* [Given instruction]:
Output each of the following rows again, reproducing every line without any change.

* begin Given data *

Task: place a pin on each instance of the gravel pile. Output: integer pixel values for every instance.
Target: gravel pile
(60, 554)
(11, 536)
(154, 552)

* end Given data *

* [The response]:
Task: place a pin on each instance of the gravel pile. Output: integer pixel values for every instance.
Target: gravel pile
(60, 554)
(11, 536)
(154, 552)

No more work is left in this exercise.